### Tasks and exercises
A - Translate this sentence from the FIS–Anthropic announcement into Spanish: "All client data will remain within FIS-controlled infrastructure throughout."
B - In the FIS–Anthropic announcement, turn the paragraph beginning "The scale of the problem" into a short bulleted list that keeps its main facts.
+++ Page excerpt
FIS has announced a partnership with AI company Anthropic to introduce agentic AI into banking, with its Financial Crimes AI Agent serving as the first deployment of the collaboration.
The Financial Crimes AI Agent is designed to dramatically reduce the time required for anti-money-laundering investigations, cutting case review from hours down to minutes. It does this by automatically pulling together a complete evidence package from a bank’s core systems at the point a case is opened, assessing transactional activity against established typologies, and presenting the highest-risk cases to investigators for review. BMO and Amalgamated Bank are among the first financial institutions to begin developing with the agent, with wider availability for FIS clients expected in the second half of 2026.
At the core of the arrangement, FIS is acting as the foundational layer — providing the data platform, governance infrastructure, deployment environment, and existing client relationships — while Anthropic’s Claude models supply the reasoning capabilities. Anthropic’s Applied AI team and forward-deployed engineers are embedded directly within FIS to co-design the Financial Crimes AI Agent, with the intent of also equipping FIS to independently develop and scale further agents over time. All client data will remain within FIS-controlled infrastructure throughout.
The scale of the problem the agent is designed to address is significant. The UN estimates that $2tn in illicit funds moves through the global financial system annually, while US financial institutions alone spend between $35bn and $40bn each year on AML operations. Despite this investment, investigators currently dedicate the majority of their time to manually assembling evidence across fragmented systems before any substantive analysis can begin. Emerging US regulation is also pushing institutions to redirect resources towards the most serious threats. The agent is intended to be evaluated on its ability to cut cost per case, reduce low-value manual workloads, and shorten overall case review times.
FIS positions itself as the system of record for transactions, payments, deposits, credit, and customer activity across thousands of financial institutions, giving the agent direct access to the data investigators need without requiring new integrations or exposure to outside vendors. For institutions operating non-FIS core systems, the agent connects via open integration standards, while the governance, evaluation, and audit layer remains within FIS-controlled infrastructure in all cases, ensuring every conclusion is traceable and every decision is recorded.
Beyond financial crimes, FIS has outlined a broader agent roadmap to be delivered through the same governed platform, with applications spanning credit decisioning, deposit retention, customer onboarding, and fraud prevention — each drawing on FIS’s unified data and regulatory infrastructure and powered by Claude.
++++++
+++ Dataset content
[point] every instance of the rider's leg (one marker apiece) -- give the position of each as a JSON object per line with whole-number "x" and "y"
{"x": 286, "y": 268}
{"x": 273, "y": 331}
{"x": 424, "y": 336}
++++++
### Responses for each task
A - Todos los datos de los clientes permanecerán en todo momento dentro de la infraestructura controlada por FIS.

B -
- The UN estimates that $2tn in illicit funds moves through the global financial system each year.
- US financial institutions alone spend $35bn–$40bn annually on AML operations.
- Investigators still spend most of their time manually assembling evidence across fragmented systems before analysis can begin.
- Emerging US regulation is pushing institutions to focus resources on the most serious threats.
- The agent is to be judged on cutting cost per case, reducing low-value manual work, and shortening case review times.